··· AVAILABLE DATA

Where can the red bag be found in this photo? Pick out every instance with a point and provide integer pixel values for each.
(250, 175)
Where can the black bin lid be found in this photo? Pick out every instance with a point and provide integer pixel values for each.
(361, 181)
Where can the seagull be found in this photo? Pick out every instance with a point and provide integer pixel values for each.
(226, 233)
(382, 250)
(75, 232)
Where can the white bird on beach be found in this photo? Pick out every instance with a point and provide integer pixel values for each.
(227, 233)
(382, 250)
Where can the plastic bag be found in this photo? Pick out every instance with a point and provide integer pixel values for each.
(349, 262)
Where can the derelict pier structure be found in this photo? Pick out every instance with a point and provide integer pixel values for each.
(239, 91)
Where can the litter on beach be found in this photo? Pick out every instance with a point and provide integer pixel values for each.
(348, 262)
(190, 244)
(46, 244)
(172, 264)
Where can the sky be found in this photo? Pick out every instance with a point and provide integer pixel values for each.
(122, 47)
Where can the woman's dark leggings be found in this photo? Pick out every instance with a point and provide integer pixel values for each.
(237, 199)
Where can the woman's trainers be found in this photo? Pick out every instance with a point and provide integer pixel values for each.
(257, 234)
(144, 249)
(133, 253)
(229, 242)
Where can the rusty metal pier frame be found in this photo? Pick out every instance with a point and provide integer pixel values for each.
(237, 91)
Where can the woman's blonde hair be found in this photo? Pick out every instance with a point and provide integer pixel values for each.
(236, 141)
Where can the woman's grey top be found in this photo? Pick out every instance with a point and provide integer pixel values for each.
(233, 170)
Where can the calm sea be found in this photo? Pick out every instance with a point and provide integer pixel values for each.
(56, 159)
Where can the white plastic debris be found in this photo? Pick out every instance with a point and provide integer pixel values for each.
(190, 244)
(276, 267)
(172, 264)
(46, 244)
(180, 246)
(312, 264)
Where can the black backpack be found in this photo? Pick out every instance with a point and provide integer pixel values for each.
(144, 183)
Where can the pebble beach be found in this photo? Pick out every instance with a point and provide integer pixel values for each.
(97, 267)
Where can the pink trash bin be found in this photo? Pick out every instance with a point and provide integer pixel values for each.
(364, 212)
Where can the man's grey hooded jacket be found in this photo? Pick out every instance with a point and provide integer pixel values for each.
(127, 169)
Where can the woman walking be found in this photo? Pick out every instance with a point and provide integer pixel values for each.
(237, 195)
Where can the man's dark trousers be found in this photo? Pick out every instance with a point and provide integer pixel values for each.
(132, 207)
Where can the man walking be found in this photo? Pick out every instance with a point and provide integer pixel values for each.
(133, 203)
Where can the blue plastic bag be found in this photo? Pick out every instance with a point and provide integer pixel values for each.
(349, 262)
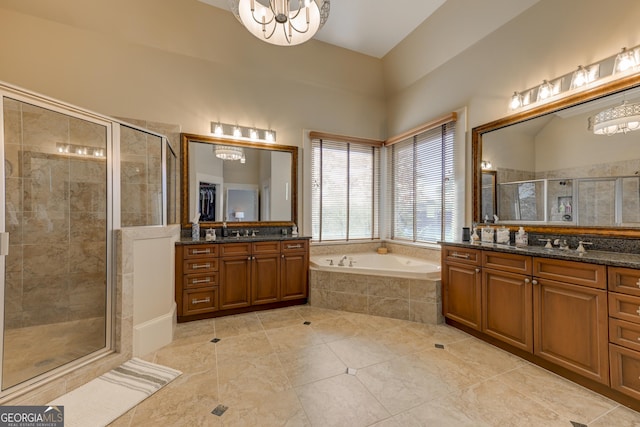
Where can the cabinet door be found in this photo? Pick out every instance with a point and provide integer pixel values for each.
(234, 282)
(625, 370)
(265, 279)
(461, 296)
(294, 282)
(571, 327)
(507, 307)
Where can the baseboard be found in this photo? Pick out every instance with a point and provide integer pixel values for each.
(154, 334)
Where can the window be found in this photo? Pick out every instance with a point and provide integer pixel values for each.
(345, 188)
(422, 187)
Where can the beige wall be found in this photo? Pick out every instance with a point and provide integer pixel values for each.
(182, 61)
(549, 39)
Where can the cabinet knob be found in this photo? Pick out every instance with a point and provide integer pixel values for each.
(198, 266)
(457, 255)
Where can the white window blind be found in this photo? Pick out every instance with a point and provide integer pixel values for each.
(345, 190)
(421, 185)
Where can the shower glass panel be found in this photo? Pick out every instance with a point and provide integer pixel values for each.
(596, 202)
(55, 277)
(141, 177)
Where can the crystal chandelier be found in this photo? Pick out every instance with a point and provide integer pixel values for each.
(619, 119)
(228, 152)
(282, 22)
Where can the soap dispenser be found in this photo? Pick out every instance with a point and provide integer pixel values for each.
(522, 239)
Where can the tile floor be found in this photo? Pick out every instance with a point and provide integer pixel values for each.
(271, 369)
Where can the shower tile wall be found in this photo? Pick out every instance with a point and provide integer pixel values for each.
(141, 174)
(596, 206)
(56, 219)
(141, 178)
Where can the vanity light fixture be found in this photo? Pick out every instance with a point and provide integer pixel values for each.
(79, 150)
(486, 165)
(228, 152)
(626, 62)
(282, 22)
(619, 119)
(583, 76)
(242, 133)
(516, 101)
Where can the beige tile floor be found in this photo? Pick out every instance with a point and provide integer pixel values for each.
(270, 369)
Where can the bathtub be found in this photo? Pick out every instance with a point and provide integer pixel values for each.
(374, 264)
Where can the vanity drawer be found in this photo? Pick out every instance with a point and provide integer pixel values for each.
(202, 280)
(625, 370)
(200, 251)
(625, 307)
(195, 301)
(507, 262)
(624, 280)
(234, 249)
(294, 246)
(579, 273)
(624, 333)
(266, 247)
(200, 265)
(462, 255)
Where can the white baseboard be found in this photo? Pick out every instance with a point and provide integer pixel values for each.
(154, 334)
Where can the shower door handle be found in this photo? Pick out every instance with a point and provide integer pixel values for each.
(4, 243)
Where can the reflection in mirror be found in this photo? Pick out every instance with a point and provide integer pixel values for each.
(522, 201)
(249, 183)
(590, 180)
(488, 194)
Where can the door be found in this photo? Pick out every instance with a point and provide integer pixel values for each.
(507, 305)
(571, 327)
(56, 212)
(462, 286)
(265, 278)
(235, 282)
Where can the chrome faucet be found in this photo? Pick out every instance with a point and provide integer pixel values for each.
(562, 244)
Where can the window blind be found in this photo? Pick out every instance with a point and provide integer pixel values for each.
(345, 190)
(421, 185)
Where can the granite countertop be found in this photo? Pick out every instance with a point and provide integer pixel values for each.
(241, 239)
(594, 257)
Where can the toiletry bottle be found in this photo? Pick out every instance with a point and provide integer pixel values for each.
(522, 239)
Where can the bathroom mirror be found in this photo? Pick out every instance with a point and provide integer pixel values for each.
(244, 183)
(589, 180)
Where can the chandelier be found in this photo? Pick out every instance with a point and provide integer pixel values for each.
(282, 22)
(228, 152)
(619, 119)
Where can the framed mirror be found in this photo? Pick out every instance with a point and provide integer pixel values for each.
(242, 183)
(489, 200)
(553, 174)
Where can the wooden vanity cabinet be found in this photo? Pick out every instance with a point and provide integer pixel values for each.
(235, 274)
(462, 285)
(570, 316)
(197, 279)
(624, 330)
(507, 298)
(294, 261)
(265, 273)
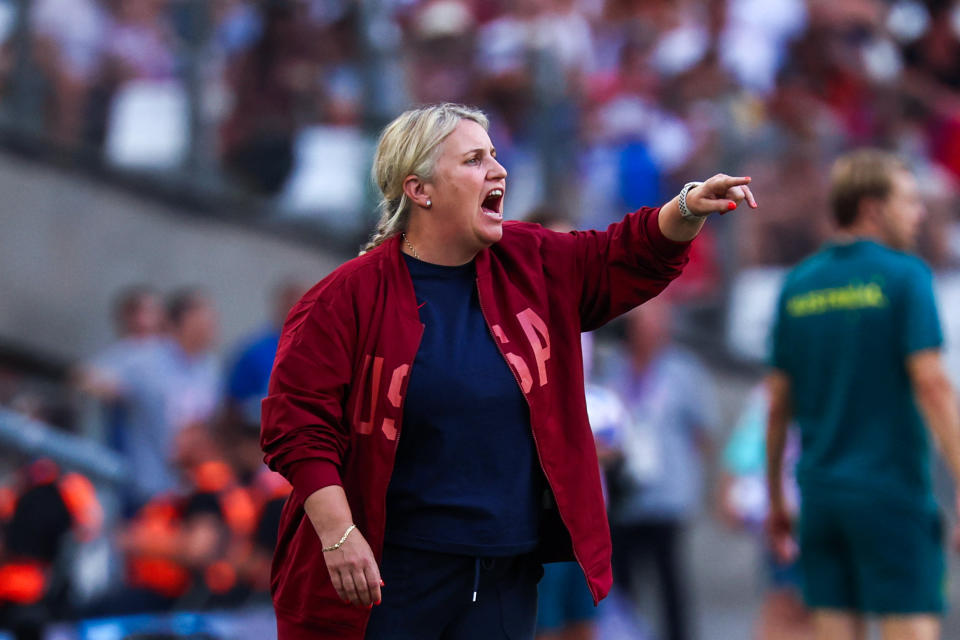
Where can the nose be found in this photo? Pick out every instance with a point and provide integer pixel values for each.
(497, 171)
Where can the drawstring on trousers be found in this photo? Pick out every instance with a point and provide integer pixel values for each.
(476, 578)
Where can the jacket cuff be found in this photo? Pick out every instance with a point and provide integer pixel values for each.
(313, 474)
(662, 245)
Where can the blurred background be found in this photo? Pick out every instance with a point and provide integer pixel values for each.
(176, 172)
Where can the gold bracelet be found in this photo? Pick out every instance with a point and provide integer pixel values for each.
(342, 540)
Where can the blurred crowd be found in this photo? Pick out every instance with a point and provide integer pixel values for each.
(193, 521)
(597, 106)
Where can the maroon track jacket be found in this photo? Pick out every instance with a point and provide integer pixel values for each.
(335, 405)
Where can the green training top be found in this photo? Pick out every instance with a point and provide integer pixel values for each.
(847, 319)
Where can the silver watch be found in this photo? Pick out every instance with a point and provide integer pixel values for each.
(684, 211)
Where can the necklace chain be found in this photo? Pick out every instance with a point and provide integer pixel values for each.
(410, 244)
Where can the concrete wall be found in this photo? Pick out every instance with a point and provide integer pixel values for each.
(68, 244)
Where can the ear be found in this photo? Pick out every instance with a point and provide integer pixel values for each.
(416, 191)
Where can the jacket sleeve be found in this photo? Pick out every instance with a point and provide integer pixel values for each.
(303, 434)
(624, 266)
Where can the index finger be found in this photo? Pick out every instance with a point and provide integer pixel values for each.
(726, 182)
(373, 582)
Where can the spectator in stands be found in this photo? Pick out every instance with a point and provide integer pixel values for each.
(68, 45)
(139, 320)
(141, 43)
(163, 388)
(39, 513)
(269, 84)
(247, 381)
(659, 489)
(744, 506)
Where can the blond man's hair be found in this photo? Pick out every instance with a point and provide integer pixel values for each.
(858, 175)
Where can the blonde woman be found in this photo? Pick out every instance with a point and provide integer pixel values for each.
(427, 399)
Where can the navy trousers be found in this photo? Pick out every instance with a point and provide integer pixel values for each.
(430, 596)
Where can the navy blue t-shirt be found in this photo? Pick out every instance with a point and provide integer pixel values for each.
(467, 479)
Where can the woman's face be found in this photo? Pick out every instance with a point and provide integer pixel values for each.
(467, 189)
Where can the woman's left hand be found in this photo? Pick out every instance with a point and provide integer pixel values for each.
(720, 194)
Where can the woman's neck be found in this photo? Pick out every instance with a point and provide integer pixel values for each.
(428, 247)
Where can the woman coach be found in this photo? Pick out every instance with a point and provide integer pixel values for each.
(427, 397)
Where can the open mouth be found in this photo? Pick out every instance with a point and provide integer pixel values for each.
(493, 204)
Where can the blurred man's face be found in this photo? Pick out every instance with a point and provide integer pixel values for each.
(147, 317)
(199, 328)
(902, 212)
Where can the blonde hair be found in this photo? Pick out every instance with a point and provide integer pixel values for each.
(861, 174)
(409, 146)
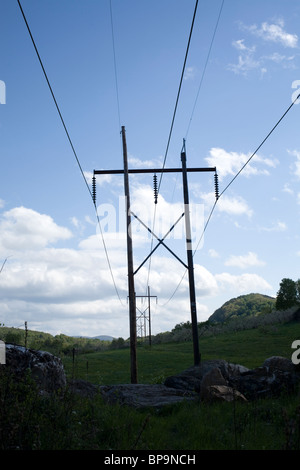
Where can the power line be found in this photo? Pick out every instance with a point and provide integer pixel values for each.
(172, 125)
(71, 144)
(205, 67)
(115, 61)
(179, 90)
(228, 185)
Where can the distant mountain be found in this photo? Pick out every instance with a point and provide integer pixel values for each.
(243, 306)
(103, 338)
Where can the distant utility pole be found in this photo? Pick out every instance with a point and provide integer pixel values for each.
(143, 315)
(131, 290)
(132, 297)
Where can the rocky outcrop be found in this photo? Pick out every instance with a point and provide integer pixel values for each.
(144, 396)
(277, 374)
(46, 370)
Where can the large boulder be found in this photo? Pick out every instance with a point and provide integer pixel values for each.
(144, 396)
(46, 369)
(277, 374)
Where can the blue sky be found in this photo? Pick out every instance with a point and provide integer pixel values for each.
(56, 274)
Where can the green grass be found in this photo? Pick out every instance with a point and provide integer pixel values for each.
(31, 421)
(249, 348)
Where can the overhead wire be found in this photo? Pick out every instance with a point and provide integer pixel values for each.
(172, 125)
(205, 67)
(229, 184)
(71, 144)
(178, 93)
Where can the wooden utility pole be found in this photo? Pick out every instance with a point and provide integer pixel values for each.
(131, 290)
(188, 236)
(143, 314)
(132, 297)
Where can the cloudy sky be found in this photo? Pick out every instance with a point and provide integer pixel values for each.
(118, 63)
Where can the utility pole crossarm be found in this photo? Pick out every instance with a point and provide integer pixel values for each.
(154, 170)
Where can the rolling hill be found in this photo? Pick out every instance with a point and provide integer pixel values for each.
(243, 306)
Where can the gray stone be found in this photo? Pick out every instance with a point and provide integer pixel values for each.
(46, 369)
(144, 396)
(211, 378)
(222, 393)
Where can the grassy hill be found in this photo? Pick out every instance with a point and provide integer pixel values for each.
(243, 306)
(30, 421)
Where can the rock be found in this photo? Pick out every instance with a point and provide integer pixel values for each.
(222, 393)
(46, 369)
(144, 396)
(191, 378)
(277, 374)
(83, 388)
(266, 381)
(279, 363)
(211, 378)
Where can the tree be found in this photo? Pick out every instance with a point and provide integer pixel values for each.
(287, 295)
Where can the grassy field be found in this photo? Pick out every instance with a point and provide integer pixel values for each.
(31, 421)
(249, 348)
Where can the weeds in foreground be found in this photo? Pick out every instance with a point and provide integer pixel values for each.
(65, 421)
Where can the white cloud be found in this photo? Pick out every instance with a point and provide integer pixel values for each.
(275, 33)
(244, 261)
(213, 253)
(276, 227)
(22, 229)
(296, 166)
(232, 205)
(249, 59)
(189, 73)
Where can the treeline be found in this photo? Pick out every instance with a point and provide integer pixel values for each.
(288, 294)
(58, 344)
(183, 331)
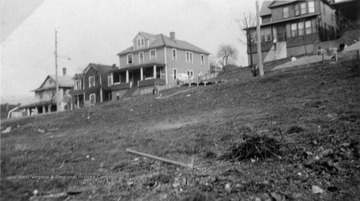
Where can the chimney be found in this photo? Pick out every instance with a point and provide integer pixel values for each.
(172, 35)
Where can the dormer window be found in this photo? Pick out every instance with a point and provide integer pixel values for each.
(140, 42)
(189, 57)
(152, 54)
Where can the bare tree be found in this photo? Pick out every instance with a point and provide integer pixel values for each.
(227, 54)
(247, 24)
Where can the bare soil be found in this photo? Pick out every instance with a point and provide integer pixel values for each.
(310, 115)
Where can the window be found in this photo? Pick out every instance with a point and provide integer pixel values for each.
(308, 27)
(175, 71)
(313, 26)
(285, 12)
(129, 59)
(152, 54)
(268, 36)
(141, 57)
(173, 52)
(265, 35)
(92, 98)
(294, 29)
(297, 9)
(303, 8)
(301, 28)
(78, 84)
(109, 80)
(311, 6)
(91, 81)
(189, 57)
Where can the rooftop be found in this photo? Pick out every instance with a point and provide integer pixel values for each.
(161, 40)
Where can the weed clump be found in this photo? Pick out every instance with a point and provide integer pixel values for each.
(256, 147)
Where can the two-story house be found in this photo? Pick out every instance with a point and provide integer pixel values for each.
(297, 25)
(47, 98)
(92, 85)
(156, 60)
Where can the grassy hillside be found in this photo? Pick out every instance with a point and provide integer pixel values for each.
(310, 117)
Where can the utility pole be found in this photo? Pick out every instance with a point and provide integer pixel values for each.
(56, 76)
(261, 69)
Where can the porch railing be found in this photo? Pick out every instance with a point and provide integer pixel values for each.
(151, 82)
(120, 86)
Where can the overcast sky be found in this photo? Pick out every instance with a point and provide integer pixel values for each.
(96, 30)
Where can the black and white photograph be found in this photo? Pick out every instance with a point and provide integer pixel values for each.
(181, 100)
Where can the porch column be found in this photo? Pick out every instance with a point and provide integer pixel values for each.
(154, 71)
(141, 74)
(127, 76)
(101, 94)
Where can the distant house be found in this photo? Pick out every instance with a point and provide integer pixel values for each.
(156, 60)
(5, 109)
(91, 86)
(296, 25)
(47, 98)
(348, 14)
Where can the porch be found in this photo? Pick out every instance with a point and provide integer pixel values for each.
(138, 76)
(39, 108)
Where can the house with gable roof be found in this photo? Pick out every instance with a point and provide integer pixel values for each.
(47, 98)
(297, 26)
(156, 60)
(92, 85)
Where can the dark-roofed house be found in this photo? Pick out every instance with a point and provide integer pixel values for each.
(92, 85)
(156, 60)
(297, 25)
(46, 95)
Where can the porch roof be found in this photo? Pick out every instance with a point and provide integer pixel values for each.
(290, 19)
(285, 20)
(138, 66)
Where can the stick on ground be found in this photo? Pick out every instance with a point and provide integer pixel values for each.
(191, 165)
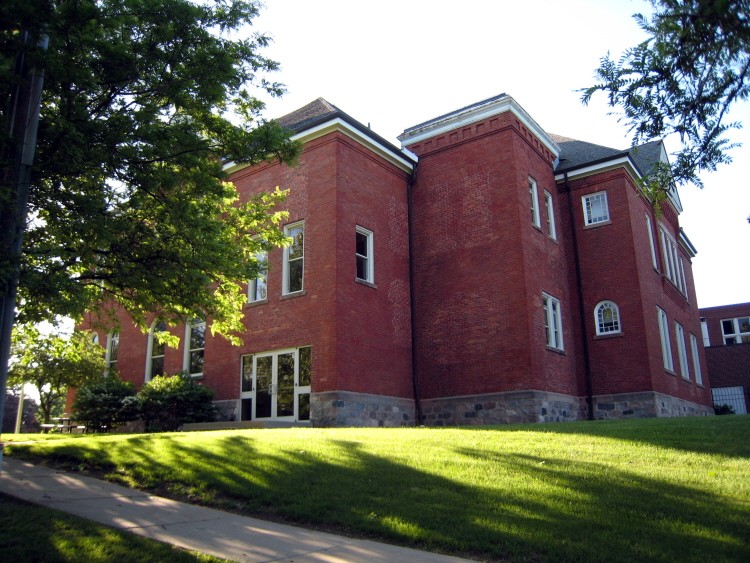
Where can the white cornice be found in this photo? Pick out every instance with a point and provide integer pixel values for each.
(474, 114)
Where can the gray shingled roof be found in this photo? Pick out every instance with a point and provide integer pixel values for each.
(320, 111)
(576, 154)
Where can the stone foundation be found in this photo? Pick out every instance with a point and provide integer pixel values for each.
(502, 408)
(343, 408)
(645, 405)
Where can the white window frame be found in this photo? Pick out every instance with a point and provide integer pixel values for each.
(113, 343)
(286, 269)
(673, 267)
(650, 230)
(679, 334)
(737, 335)
(369, 258)
(586, 202)
(666, 345)
(696, 359)
(257, 288)
(549, 205)
(189, 350)
(534, 196)
(601, 329)
(553, 322)
(150, 350)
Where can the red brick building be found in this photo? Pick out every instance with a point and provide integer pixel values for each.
(726, 335)
(487, 272)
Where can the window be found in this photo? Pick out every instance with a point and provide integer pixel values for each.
(364, 255)
(681, 352)
(607, 318)
(666, 346)
(673, 267)
(736, 331)
(534, 195)
(155, 351)
(257, 289)
(696, 359)
(110, 356)
(550, 209)
(552, 322)
(595, 208)
(294, 259)
(650, 232)
(195, 345)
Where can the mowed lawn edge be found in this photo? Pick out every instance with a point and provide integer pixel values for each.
(651, 490)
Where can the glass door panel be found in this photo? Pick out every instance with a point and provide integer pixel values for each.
(285, 385)
(264, 387)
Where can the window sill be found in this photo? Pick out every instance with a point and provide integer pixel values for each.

······

## [TASK BRIEF]
Return, exactly as written, the "Where can the white cornice" line and each line after it through the end of the listing above.

## [SOLVED PROBLEM]
Where can the white cornice be found in this photo? Pick out every instance with a point and provide integer pixel values for each.
(474, 114)
Where can the gray shingled roof be found in this photo? Pick out every instance with a point and provide integer pixel values for each.
(320, 111)
(576, 154)
Where can the stone foundation be found in this photo? Pick out every instance with a point and provide integer pixel values for each.
(502, 408)
(343, 408)
(645, 405)
Where can the white window frame be found in this photo? Pick out every instance with a point and provide integer pixel values for each.
(113, 343)
(286, 269)
(673, 267)
(650, 230)
(679, 334)
(737, 335)
(369, 258)
(586, 202)
(666, 345)
(696, 359)
(257, 288)
(549, 205)
(189, 350)
(534, 196)
(601, 329)
(553, 322)
(150, 350)
Where can the red brick building be found in this photo? Pick out every instance with a point and provide integer pixel values for each.
(726, 335)
(487, 272)
Where can the window be found in this photo? Pick out every instance with a point and provide integer pixel values for each.
(364, 255)
(681, 352)
(607, 318)
(666, 346)
(673, 267)
(736, 331)
(534, 195)
(155, 351)
(257, 289)
(696, 359)
(110, 356)
(550, 209)
(552, 322)
(595, 208)
(294, 259)
(650, 232)
(195, 345)
Where can the mowed lawn edge be found in this photo? Pick out every instance with a point and provide integer pixel values for each.
(651, 490)
Where can the glass door panel be found in this photo? Pick out every instance with a point and provide integer pixel values for each.
(285, 385)
(264, 387)
Where can the window sill be found in this photo? Pick out every instance with a point and provide integer pixel values for each.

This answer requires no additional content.